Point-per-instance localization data
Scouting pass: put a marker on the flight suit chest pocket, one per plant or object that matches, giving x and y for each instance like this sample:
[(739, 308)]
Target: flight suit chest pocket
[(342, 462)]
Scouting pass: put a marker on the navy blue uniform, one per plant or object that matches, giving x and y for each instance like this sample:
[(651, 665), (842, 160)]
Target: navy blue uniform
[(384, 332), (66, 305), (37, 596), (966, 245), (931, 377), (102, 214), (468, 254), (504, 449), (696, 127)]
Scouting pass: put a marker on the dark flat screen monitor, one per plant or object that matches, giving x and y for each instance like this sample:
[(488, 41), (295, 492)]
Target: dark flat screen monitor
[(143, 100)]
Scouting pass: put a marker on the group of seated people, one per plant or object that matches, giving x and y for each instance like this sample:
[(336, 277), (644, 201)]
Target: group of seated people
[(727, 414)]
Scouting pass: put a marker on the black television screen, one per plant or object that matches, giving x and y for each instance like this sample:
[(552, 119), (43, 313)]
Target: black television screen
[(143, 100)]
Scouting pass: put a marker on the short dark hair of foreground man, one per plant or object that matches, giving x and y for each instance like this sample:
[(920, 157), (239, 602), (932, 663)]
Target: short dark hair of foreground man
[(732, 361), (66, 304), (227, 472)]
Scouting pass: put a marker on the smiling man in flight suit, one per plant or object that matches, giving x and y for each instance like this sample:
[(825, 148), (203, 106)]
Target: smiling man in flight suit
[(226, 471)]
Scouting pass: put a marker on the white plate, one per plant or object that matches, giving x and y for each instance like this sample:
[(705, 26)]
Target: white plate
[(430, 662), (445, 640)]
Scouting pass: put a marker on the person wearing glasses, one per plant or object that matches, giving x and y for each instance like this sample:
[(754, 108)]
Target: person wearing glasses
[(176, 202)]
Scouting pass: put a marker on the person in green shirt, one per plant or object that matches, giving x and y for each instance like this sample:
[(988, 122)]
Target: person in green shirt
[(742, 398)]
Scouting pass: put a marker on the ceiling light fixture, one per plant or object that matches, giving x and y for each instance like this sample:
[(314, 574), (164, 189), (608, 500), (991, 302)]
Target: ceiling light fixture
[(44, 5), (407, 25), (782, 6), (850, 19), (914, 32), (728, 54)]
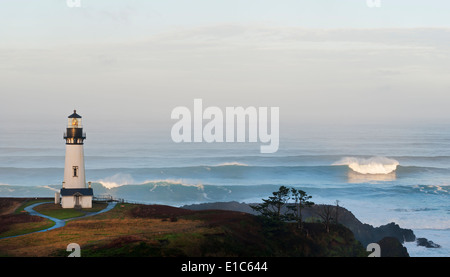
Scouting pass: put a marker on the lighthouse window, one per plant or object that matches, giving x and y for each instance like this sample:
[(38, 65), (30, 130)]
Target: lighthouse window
[(75, 171)]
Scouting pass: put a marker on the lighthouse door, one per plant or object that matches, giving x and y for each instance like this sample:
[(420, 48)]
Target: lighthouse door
[(77, 201)]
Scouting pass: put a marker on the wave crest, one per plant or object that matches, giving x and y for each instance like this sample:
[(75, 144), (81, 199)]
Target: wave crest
[(373, 165)]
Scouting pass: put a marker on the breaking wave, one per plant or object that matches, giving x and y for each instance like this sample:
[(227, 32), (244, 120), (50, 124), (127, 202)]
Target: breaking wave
[(373, 165)]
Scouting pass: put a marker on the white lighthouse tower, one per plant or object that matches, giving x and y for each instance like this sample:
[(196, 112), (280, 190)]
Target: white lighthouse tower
[(74, 193)]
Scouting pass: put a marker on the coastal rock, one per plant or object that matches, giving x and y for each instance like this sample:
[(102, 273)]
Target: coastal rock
[(364, 233), (391, 247), (427, 243)]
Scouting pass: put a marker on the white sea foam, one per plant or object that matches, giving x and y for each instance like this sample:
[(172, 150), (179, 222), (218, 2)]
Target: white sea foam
[(373, 165), (232, 163), (116, 180)]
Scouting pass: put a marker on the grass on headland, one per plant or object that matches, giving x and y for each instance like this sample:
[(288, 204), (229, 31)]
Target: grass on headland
[(56, 211)]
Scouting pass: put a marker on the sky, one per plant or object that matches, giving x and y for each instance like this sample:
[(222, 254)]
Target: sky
[(133, 62)]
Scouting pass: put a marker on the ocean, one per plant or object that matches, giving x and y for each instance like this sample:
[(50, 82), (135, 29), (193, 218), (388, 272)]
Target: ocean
[(381, 173)]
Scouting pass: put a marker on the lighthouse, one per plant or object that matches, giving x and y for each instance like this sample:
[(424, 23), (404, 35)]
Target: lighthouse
[(74, 193)]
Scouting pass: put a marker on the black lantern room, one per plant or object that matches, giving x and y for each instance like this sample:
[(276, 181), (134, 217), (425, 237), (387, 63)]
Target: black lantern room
[(74, 132)]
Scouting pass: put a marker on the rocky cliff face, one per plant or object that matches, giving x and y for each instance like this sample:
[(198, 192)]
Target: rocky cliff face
[(364, 233)]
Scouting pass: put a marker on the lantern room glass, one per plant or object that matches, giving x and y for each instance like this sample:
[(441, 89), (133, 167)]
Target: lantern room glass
[(74, 123)]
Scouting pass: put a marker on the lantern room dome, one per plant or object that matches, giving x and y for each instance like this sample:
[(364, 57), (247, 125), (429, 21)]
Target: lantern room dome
[(74, 115)]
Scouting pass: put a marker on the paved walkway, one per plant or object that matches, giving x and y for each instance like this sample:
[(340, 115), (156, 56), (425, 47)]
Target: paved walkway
[(58, 222)]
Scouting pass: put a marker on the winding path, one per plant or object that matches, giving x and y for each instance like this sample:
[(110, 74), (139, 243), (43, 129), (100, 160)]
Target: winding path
[(58, 222)]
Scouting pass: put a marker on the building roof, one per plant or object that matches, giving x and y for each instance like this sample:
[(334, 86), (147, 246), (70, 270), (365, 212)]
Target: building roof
[(74, 115), (71, 192)]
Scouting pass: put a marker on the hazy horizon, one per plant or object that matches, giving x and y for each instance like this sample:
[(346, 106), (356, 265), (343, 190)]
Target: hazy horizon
[(321, 62)]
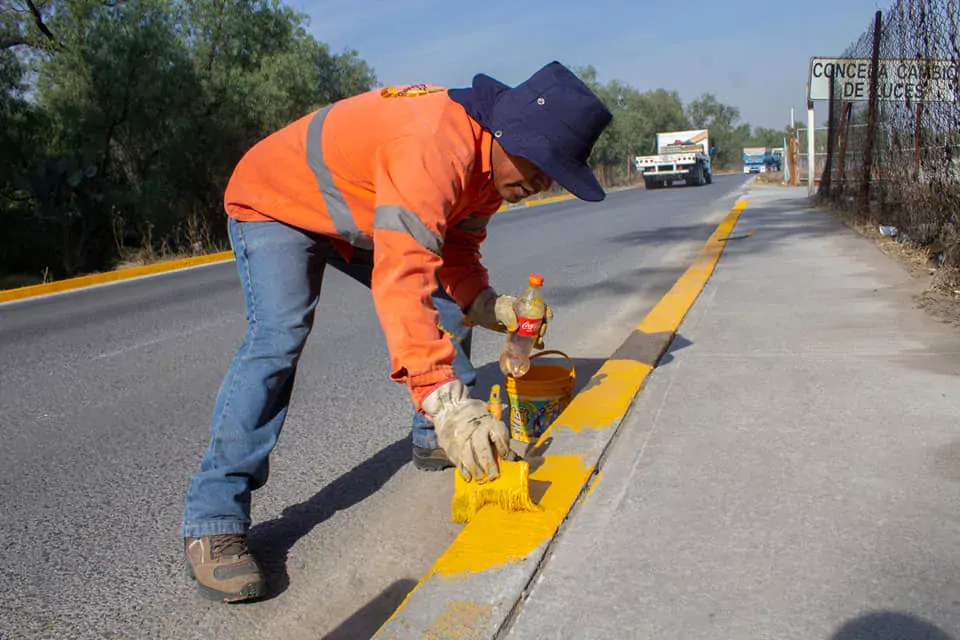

**Assignment:**
Restate the entries above word for word, and keep the pictures out.

**Output:**
Scouting pass: put a marker on the flight suit chest pocket, one per plant or object that matches, giving x and y for each instance like this sample:
[(739, 308)]
Target: flight suit chest pocket
[(342, 462)]
Scouting pass: put a marker on the navy blue uniform, one per plant or object that matches, giving x and y for each instance like this sample:
[(651, 665), (842, 160)]
Target: navy blue uniform
[(384, 332), (66, 305), (37, 596), (966, 245), (931, 377), (102, 214), (468, 254), (504, 449), (696, 127)]
Scouting pass: put a marker on the dark flat screen monitor, one per plant or object that matches, giving x and y for each instance like this sample:
[(488, 41), (295, 492)]
Target: dark flat screen monitor
[(143, 100)]
Scouting pass: put a marker on the group of seated people, one per plant or object that matches, giving x and y for each instance like this sample:
[(336, 277), (644, 201)]
Target: group of seated people
[(727, 414)]
Scouting pass: put a marker on the black television screen, one per plant or object that matches, giving x and y for each instance like this sample:
[(552, 119), (43, 313)]
Target: black television screen
[(143, 100)]
Scouting pass: put a marker on the short dark hair of foreground man, one per plant or object that matches, giving x and y for each instance like this sample:
[(920, 157), (239, 602), (932, 663)]
Target: short dark hair of foreground man
[(732, 361), (66, 304), (227, 472)]
Scouting pass: put a marker on the smiling man in flight suit, one per plant or object that matches, giving x and y for each instance like this sample:
[(825, 148), (203, 106)]
Target: smiling man in flight suit
[(226, 471)]
Scouting pass: put a marker on the white plate, one per plant or object that matches, giving x and y for each instance like this sample:
[(705, 26)]
Target: white plate
[(430, 662), (445, 640)]
Scouting pass: put a marker on the person wearing glasses, one per plant or object that matches, giving x and y for each instance like this sample:
[(754, 108)]
Target: person wearing glasses
[(176, 202)]
Scouting pass: put a marker on the person in green shirt, one per plant or object that matches, giving x and y for each instance like this sample:
[(988, 122)]
Target: person in green shirt
[(742, 398)]
Scouting pass: put a marker on the ceiling light fixture, one per plant or object that matches, giving x and y for each instance like this sample:
[(314, 574), (164, 189), (608, 500), (991, 302)]
Target: ceiling light fixture
[(44, 5), (407, 25), (782, 6), (850, 19), (914, 32), (728, 54)]
Scouting pass: put a marker on the lighthouse window, one per plant or object that matches, giving x and y for each instance like this sample:
[(38, 65), (30, 130)]
Target: lighthouse window
[(75, 171)]
Scouting pass: put a marker on the lighthouse door, one per plant or object that matches, giving x and y for each instance like this sample:
[(420, 48)]
Target: lighthouse door
[(77, 201)]
Scouting pass: put a marker on the wave crest, one per plant or object that matches, giving x and y for each instance like this sample:
[(75, 144), (81, 199)]
Target: wave crest
[(373, 165)]
Scouting pass: put a marker on the breaking wave, one per plant or object that matches, giving x and y for each instance like this sample:
[(227, 32), (244, 120), (50, 124), (127, 202)]
Target: breaking wave
[(373, 165)]
Scouting pass: put a marker on the white lighthouse tower, one per plant or object that matches, giving x and y for each instance like this sample:
[(196, 112), (280, 190)]
Target: white lighthouse tower
[(74, 193)]
Scouting pass: put a marker on the coastal rock, one per plant or object that matches, giving x and y for each instance like this sample:
[(102, 273)]
Target: coastal rock
[(364, 233), (391, 247), (427, 243)]
Scouting pass: put a marker on the white sea foam, one per plant or object that matches, giving x and y for each instance like this sample:
[(172, 150), (179, 222), (218, 2)]
Target: white sea foam
[(373, 165), (232, 163), (116, 180)]
Scouting pass: put a marker on the grass on headland, one per plant or object that matches, giving x and y for each instance like this sample:
[(288, 204), (229, 31)]
Target: grass on headland
[(56, 211)]
Scouting pass: put a marker on the sky, one per plant or object that matches, giving x and y for each instance like this sample:
[(222, 254)]
Target: sky
[(133, 62)]
Scouting pass: put a marker on the ocean, one per plant or object that matches, giving x and y for each instance like this sample:
[(50, 82), (135, 29), (193, 218), (388, 272)]
Target: ocean
[(381, 173)]
Scouting pass: put a marker on the lighthouse, one per plant or object that matches, giving x and y for each instance like this sample:
[(424, 23), (404, 35)]
Target: lighthouse
[(74, 193)]
Scouting pass: put a marker on the black lantern room, one per plant or object that matches, giving x and y for each instance like this sample:
[(276, 181), (134, 217), (425, 237), (387, 63)]
Target: black lantern room
[(74, 132)]
Scouting pass: put a marker on the rocky cliff face, one per plant or object that matches, giving x and y for each instance like this sample:
[(198, 192)]
Target: rocky cliff face
[(364, 233)]
Scouting pass: put a marker on the lantern room glass, one per plant or object that matches, giving x and y for each instance like this sample:
[(441, 89), (133, 167)]
Target: lantern room glass
[(74, 123)]
Scouting pass: put a marker on the lantern room dome, one per plant or object that matches, giving x and y for each instance like this sample:
[(364, 57), (247, 125), (429, 21)]
Target: lantern room dome
[(74, 115)]
Scouting pass: put a marker on the paved walkway, one per plant or object that matches, giving x and y for each instance like this sample:
[(340, 115), (156, 56), (425, 47)]
Target: paved walkway
[(58, 222)]
Scouting pass: put a marker on the winding path, one per plant or object that matches, giving x and y for each instance like this sample:
[(110, 74), (139, 243), (43, 129), (100, 160)]
Target: winding path
[(58, 222)]
Scouting pass: put a marker on the building roof, one per plant or object that matches, giving x and y for each instance like this sample:
[(334, 86), (147, 246), (70, 270), (365, 212)]
Target: building roof
[(74, 115), (71, 192)]
Scouting pass: put a marker on the hazy horizon, one per plant or object that matches, giving x and y for each instance like this sample:
[(346, 106), (356, 265), (343, 190)]
Target: hazy horizon
[(321, 62)]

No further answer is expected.